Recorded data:
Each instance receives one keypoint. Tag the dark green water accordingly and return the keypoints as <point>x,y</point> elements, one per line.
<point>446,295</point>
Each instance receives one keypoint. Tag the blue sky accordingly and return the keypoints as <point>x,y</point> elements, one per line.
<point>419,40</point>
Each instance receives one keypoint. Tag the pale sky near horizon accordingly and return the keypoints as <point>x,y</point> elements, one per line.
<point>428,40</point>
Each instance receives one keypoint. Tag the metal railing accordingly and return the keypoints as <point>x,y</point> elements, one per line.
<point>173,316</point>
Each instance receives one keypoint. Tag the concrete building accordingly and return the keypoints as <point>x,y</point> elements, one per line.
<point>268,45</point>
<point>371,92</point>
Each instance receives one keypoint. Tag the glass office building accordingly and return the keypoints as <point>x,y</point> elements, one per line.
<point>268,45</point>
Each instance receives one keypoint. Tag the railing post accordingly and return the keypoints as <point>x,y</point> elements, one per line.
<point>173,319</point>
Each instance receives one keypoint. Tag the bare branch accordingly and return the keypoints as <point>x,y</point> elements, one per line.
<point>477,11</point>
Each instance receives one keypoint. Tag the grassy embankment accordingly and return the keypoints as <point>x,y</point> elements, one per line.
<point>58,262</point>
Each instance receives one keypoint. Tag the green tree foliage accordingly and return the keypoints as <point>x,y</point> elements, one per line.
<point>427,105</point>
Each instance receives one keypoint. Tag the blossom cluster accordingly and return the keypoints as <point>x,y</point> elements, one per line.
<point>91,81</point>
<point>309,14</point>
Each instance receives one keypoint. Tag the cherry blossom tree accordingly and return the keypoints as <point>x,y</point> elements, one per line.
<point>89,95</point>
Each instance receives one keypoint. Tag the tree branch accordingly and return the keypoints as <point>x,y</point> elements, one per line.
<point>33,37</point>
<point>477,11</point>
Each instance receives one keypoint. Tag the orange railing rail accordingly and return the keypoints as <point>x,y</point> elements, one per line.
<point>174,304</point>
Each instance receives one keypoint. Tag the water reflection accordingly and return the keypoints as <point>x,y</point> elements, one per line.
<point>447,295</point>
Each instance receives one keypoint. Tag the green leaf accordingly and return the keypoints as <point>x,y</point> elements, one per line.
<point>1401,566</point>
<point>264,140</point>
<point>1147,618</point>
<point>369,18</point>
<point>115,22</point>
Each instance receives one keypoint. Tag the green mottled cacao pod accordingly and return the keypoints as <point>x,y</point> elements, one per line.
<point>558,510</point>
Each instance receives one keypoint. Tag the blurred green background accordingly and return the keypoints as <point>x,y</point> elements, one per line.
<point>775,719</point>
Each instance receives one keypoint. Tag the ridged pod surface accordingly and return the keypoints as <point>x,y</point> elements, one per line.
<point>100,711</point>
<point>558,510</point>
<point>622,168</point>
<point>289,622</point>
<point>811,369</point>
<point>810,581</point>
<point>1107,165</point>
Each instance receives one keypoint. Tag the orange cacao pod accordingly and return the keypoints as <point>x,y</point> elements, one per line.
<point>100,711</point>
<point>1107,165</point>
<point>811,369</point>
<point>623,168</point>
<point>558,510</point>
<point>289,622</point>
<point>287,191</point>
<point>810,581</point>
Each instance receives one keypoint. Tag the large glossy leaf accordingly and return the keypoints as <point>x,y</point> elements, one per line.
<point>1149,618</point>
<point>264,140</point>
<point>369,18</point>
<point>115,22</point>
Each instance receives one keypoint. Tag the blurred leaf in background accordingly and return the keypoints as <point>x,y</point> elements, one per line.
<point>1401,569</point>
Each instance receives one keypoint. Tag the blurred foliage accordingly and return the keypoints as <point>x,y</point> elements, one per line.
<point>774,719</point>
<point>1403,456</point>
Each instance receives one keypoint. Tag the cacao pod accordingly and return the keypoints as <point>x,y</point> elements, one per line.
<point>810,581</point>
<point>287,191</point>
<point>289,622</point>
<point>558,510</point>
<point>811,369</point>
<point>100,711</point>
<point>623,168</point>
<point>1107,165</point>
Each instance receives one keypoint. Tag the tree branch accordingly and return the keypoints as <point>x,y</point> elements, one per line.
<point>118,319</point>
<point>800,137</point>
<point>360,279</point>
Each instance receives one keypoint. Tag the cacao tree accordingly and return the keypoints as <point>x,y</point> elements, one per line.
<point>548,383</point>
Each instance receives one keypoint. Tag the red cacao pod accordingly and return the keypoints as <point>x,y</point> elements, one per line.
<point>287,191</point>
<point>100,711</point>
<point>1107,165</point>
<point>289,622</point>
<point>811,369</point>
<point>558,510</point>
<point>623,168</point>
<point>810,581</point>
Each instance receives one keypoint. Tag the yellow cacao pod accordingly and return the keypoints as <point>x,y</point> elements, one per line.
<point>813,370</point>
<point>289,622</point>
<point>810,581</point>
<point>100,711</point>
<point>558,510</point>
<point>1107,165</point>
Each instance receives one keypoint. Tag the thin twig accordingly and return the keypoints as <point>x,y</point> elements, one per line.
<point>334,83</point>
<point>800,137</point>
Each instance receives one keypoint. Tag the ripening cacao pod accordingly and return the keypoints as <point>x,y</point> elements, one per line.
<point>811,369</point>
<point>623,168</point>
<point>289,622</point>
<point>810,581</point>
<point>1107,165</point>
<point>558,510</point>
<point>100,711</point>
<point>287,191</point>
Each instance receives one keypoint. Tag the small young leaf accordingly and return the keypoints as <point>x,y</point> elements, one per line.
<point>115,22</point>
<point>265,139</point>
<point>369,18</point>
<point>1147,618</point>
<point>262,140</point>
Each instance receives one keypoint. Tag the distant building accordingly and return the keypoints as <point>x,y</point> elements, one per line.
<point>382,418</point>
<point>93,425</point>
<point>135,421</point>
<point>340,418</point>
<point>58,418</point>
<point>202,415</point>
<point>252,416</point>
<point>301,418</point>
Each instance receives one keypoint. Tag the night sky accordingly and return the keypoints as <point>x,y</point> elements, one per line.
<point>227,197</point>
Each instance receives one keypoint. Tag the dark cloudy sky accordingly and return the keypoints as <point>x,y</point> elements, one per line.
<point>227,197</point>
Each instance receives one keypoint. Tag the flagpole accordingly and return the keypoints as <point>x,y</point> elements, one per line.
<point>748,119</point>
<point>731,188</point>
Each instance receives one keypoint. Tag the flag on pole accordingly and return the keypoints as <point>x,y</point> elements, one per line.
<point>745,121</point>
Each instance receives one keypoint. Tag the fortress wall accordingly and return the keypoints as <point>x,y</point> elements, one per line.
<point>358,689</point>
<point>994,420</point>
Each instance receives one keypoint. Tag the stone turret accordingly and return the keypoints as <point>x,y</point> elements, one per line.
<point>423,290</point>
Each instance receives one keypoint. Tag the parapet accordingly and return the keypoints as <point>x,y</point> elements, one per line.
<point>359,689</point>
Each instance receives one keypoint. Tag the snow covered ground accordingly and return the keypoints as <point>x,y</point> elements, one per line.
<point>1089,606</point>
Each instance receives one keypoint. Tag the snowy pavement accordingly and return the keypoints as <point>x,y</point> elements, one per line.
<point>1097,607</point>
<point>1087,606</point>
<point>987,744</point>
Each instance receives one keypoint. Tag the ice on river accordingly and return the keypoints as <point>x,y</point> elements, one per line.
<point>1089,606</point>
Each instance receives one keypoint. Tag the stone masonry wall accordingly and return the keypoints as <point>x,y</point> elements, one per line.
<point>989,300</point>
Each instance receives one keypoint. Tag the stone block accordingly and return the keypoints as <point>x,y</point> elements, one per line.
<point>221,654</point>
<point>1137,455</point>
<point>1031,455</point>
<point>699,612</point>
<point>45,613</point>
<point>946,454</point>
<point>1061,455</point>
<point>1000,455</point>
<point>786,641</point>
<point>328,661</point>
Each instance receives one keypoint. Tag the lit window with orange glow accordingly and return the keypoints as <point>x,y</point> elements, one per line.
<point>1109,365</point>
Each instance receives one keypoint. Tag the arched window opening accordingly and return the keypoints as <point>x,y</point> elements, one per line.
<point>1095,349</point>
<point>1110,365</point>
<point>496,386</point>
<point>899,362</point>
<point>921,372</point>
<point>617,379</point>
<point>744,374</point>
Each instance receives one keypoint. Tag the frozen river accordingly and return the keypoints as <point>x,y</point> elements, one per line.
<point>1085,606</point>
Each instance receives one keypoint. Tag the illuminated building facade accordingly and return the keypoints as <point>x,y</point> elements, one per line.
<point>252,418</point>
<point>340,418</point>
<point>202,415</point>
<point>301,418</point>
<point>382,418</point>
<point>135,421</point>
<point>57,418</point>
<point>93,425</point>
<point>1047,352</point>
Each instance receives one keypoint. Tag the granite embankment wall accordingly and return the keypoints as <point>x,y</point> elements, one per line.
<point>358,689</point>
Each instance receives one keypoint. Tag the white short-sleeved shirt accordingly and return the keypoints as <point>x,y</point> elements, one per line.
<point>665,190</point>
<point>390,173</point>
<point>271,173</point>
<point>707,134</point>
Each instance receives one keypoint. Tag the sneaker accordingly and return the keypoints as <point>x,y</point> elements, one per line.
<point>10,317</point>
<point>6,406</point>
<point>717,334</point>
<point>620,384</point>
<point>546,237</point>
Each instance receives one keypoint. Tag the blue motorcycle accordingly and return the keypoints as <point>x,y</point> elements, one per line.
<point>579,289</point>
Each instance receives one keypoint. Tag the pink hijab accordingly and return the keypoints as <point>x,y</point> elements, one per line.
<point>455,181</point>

_STATED TASK_
Update everything from the line containing "Each instance receives one keypoint. Tag the pale" down to the line containing "<point>173,316</point>" by swapping "metal" for "steel", and return only those lines with nothing else altered.

_RESPONSE_
Each instance receives one keypoint. Tag the pale sky near horizon accordingly and return the keypoints as <point>x,y</point> elements, one per line.
<point>428,40</point>
Each instance receives one keypoint. Tag the steel railing accordingly and return the keypoints as <point>x,y</point> elements, one per line.
<point>173,316</point>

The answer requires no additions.